> [TEXT FOR ANALYSIS]
--------

OpenAI recently announced a new feature for reinforcement fine-tuning that will become available in the OpenAI Playground. This announcement was made during the second day of their “12 Days of OpenAI” event. The feature will allow users to teach models to reason within specific domains, enabling custom-tuned models to deliver significantly better results in specialized tasks. Initially, this capability will be offered to a limited set of alpha users, with broader availability expected in Q1. Interested users can apply for access through an alpha sign-up form.
When this feature is introduced, users will gain access to a fine-tuning method selector in the UI. This selector will include three options in addition to the currently available supervised fine-tuning: direct reference optimization and reinforcement fine-tuning. It is anticipated that direct reference optimization may eventually be launched as a standalone feature with its own announcement.
For reinforcement fine-tuning, users will have the ability to specify a grader schema to define how model responses should be evaluated. Alternatively, they can use a prompt to generate this schema automatically, making the process more intuitive and flexible.
In addition to reinforcement fine-tuning, other features are also under development. One notable tool will allow users to clone their own voice. By reading a specific paragraph of text, users can enable OpenAI to create a voice clone capable of pronouncing any text in their own voice. This feature will likely be restricted to users aged 18 and older, marking a significant step in simplifying voice cloning technology.

--------

> [MATERIAL SUPPLIED]
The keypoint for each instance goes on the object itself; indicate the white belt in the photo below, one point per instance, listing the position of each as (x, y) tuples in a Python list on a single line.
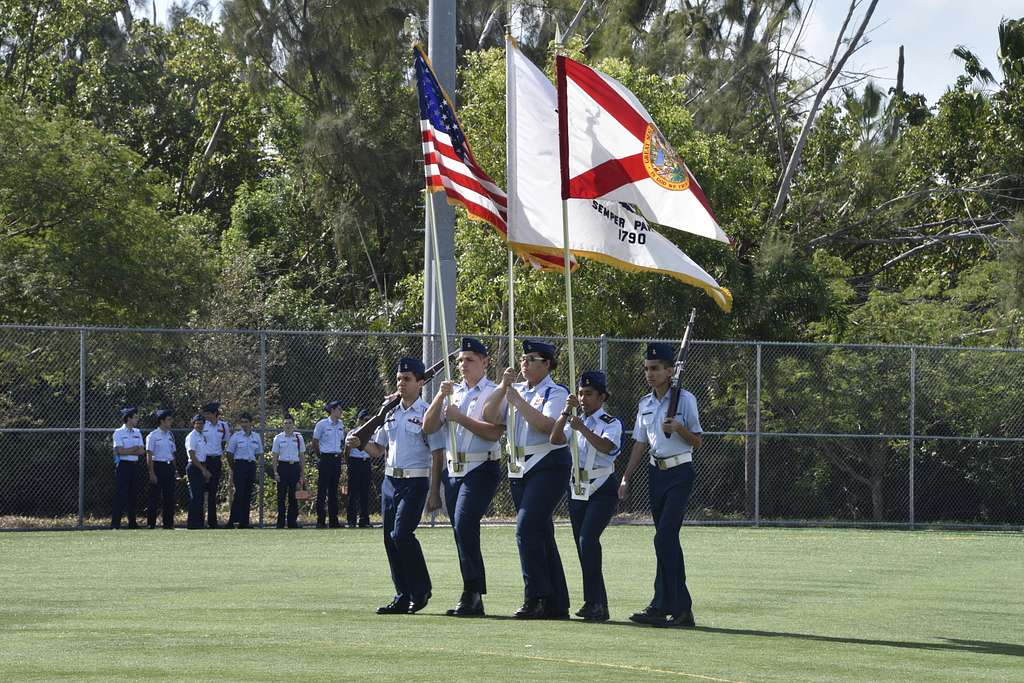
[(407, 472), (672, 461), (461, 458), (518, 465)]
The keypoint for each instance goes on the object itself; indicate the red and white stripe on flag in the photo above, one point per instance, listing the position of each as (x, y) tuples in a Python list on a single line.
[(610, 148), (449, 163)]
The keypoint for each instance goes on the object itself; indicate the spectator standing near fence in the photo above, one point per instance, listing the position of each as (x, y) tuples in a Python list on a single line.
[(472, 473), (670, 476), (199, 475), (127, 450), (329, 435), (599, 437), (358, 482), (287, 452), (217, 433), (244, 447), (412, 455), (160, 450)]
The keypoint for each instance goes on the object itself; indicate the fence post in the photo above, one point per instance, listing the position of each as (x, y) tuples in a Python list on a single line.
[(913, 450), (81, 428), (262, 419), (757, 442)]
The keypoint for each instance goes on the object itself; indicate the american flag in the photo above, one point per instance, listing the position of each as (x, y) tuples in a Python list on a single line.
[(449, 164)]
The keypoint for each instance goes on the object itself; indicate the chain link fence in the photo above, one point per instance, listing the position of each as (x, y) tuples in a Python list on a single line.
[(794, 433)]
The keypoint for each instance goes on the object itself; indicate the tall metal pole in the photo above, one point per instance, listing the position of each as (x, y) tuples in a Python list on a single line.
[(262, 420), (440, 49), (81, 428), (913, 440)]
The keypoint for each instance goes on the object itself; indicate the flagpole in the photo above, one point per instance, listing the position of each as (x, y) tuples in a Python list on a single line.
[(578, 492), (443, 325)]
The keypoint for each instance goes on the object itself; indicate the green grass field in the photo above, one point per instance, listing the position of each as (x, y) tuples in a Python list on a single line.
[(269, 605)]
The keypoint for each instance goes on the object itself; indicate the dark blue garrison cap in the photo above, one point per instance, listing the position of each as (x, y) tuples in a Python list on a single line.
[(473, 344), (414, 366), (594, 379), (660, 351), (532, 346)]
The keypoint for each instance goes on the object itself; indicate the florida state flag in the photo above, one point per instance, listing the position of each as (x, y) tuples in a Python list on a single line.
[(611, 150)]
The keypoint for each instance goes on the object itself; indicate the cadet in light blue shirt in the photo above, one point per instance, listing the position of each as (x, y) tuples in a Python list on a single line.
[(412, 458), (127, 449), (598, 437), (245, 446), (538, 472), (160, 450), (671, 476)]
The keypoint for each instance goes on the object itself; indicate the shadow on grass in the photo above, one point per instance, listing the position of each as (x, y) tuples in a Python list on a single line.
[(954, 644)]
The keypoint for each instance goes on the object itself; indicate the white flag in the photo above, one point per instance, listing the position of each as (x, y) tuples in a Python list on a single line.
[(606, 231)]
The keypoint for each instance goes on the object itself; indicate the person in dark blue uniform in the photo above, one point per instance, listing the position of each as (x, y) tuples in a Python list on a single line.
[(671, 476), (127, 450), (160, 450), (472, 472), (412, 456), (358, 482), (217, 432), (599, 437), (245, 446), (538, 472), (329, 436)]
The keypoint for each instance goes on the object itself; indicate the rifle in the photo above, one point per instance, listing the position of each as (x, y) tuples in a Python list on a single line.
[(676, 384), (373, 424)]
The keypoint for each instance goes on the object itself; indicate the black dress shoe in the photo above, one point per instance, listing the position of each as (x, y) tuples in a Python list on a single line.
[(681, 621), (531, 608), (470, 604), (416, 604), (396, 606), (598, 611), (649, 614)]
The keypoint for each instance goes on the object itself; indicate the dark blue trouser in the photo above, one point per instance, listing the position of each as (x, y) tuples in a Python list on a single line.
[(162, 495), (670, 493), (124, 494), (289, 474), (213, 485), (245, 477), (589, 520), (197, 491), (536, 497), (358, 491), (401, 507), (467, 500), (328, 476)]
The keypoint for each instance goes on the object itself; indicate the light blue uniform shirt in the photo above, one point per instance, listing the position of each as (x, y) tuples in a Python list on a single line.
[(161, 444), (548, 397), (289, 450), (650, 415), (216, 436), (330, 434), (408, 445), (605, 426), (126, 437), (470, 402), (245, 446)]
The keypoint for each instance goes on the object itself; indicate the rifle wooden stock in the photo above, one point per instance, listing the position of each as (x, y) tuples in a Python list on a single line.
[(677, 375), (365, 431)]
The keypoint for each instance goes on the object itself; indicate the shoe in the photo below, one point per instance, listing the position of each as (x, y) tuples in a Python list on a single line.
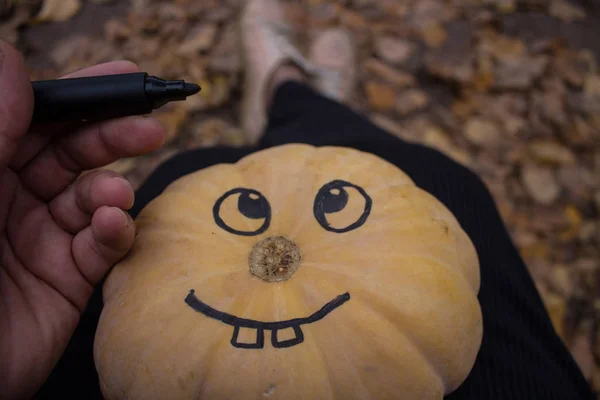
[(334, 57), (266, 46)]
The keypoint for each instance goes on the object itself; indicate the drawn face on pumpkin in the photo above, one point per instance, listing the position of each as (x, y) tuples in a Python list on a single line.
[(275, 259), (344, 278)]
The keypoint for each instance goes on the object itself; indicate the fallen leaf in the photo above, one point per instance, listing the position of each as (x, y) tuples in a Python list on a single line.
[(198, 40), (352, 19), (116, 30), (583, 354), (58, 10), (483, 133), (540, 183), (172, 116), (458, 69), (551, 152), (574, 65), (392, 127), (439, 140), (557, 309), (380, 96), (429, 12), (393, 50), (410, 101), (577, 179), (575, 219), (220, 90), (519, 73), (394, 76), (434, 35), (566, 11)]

--------

> [YOUR INSTRUCTIONS]
Could you write out the whole piece on OpenAI's reinforcement fine-tuning announcement, word for word from its first sentence to its last?

> [EXERCISE RESPONSE]
OpenAI recently announced a new feature for reinforcement fine-tuning that will become available in the OpenAI Playground. This announcement was made during the second day of their “12 Days of OpenAI” event. The feature will allow users to teach models to reason within specific domains, enabling custom-tuned models to deliver significantly better results in specialized tasks. Initially, this capability will be offered to a limited set of alpha users, with broader availability expected in Q1. Interested users can apply for access through an alpha sign-up form.
When this feature is introduced, users will gain access to a fine-tuning method selector in the UI. This selector will include three options in addition to the currently available supervised fine-tuning: direct reference optimization and reinforcement fine-tuning. It is anticipated that direct reference optimization may eventually be launched as a standalone feature with its own announcement.
For reinforcement fine-tuning, users will have the ability to specify a grader schema to define how model responses should be evaluated. Alternatively, they can use a prompt to generate this schema automatically, making the process more intuitive and flexible.
In addition to reinforcement fine-tuning, other features are also under development. One notable tool will allow users to clone their own voice. By reading a specific paragraph of text, users can enable OpenAI to create a voice clone capable of pronouncing any text in their own voice. This feature will likely be restricted to users aged 18 and older, marking a significant step in simplifying voice cloning technology.